(Saved entries)

☆ ☆ ☆

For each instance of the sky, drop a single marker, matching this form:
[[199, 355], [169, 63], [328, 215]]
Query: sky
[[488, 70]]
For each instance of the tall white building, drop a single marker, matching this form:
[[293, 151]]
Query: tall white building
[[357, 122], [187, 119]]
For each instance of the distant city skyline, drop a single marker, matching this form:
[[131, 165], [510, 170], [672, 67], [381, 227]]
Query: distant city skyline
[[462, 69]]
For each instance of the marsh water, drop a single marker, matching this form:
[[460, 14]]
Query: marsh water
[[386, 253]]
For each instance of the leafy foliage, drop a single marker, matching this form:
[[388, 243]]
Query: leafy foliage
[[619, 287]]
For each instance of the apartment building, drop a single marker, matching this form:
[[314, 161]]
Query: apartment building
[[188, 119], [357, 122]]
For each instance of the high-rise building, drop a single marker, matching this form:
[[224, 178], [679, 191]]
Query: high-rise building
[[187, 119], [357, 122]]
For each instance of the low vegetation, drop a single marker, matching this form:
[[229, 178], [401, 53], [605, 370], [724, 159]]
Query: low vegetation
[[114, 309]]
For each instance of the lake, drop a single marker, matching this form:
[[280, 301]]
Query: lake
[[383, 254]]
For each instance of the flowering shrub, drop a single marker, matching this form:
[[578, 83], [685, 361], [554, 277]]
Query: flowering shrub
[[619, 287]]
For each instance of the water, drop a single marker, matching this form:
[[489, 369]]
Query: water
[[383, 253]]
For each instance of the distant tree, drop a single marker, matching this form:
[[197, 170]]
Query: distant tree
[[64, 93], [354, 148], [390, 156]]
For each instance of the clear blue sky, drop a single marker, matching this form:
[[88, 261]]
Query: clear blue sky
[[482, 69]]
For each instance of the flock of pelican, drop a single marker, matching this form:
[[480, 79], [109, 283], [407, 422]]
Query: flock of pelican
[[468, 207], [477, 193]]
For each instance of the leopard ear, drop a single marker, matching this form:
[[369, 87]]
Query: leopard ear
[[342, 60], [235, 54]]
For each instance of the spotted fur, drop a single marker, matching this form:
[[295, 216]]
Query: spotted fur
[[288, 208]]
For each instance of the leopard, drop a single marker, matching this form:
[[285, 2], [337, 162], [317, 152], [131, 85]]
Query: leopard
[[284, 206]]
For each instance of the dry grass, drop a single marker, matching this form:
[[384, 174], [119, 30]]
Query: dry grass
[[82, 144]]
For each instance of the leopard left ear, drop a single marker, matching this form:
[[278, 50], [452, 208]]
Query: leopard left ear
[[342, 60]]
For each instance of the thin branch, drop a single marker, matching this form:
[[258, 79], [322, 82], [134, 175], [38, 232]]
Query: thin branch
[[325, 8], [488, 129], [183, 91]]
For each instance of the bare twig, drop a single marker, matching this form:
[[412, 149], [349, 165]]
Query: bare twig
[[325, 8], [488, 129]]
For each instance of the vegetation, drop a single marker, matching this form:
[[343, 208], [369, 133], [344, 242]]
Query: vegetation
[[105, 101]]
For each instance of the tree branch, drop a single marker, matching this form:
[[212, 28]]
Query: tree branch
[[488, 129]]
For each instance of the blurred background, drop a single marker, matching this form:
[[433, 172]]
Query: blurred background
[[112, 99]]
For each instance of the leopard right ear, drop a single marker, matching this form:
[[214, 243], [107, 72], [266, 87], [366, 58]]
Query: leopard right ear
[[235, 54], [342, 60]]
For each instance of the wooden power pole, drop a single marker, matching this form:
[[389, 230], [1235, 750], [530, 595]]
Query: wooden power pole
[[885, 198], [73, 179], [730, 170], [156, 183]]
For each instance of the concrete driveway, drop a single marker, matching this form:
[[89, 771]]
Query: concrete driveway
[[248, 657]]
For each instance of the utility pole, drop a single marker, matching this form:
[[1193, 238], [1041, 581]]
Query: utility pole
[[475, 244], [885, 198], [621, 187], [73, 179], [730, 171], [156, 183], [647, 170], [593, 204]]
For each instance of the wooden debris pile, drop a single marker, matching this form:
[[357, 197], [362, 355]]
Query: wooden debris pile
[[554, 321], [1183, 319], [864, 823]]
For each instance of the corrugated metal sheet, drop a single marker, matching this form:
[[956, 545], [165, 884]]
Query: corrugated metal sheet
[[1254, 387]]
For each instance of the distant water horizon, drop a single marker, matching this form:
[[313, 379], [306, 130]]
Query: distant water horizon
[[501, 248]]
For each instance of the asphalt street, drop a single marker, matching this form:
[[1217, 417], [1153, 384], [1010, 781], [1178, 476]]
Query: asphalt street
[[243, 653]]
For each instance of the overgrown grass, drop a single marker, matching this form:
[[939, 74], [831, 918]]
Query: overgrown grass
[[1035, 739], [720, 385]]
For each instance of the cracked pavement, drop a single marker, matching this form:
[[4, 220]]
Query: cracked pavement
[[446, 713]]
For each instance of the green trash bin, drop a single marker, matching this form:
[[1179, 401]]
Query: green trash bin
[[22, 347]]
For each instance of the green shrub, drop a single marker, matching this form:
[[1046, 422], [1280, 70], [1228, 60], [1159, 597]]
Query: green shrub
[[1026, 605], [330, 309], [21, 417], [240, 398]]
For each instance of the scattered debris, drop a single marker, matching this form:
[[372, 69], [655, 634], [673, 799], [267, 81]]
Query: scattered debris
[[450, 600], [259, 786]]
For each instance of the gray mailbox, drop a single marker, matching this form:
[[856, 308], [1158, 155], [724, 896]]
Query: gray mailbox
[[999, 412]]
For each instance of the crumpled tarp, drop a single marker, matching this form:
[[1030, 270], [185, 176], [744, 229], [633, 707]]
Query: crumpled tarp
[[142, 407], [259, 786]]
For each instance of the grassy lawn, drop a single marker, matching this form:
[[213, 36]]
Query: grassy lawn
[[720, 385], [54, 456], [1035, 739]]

☆ ☆ ☆

## EXERCISE DETAILS
Reproduce every line of the data from the line with "For each instance of the marsh" to the line with "[[482, 69]]", both included, scaling each answer point coordinate by 1.75 and rounding to whole numbers, with halves rounded up. Leave every other number in those lines unchanged.

## TASK RESULT
For each instance of the marsh water, drop a single marker, matching this form:
[[460, 14]]
Query: marsh water
[[676, 443]]
For each instance of the leafy foliage, drop a single marker, matching this form:
[[388, 243]]
Query: leafy foliage
[[1083, 502]]
For each instance of the apartment building, drop a single marker, matching this form:
[[314, 161]]
Query: apartment building
[[329, 208], [625, 214]]
For each instance of the high-rise building, drop a single marker, matching this form:
[[224, 178], [679, 191]]
Query: high-rise building
[[327, 208], [625, 214]]
For each instance of the low vegetation, drop a single marker, matching this form:
[[229, 178], [401, 53], [605, 370], [724, 159]]
Query: low vegetation
[[200, 541]]
For each instance of the lake, drop a single marker, matching this form:
[[280, 301]]
Query: lake
[[670, 445]]
For each instance of the flowering shrub, drop a single marker, matching this form:
[[578, 83], [685, 361], [554, 277]]
Query: flowering shrub
[[1083, 502]]
For each instance of the water, drop a single marker, matching this form:
[[489, 369]]
Query: water
[[670, 443]]
For each instance of the distant tree, drop a single marker, matching this form:
[[197, 170]]
Query: distant tree
[[112, 163], [620, 259], [683, 273]]
For each instance of the clear blue sky, drop a single marker, matching this form:
[[88, 261]]
Query: clear blue sky
[[844, 121]]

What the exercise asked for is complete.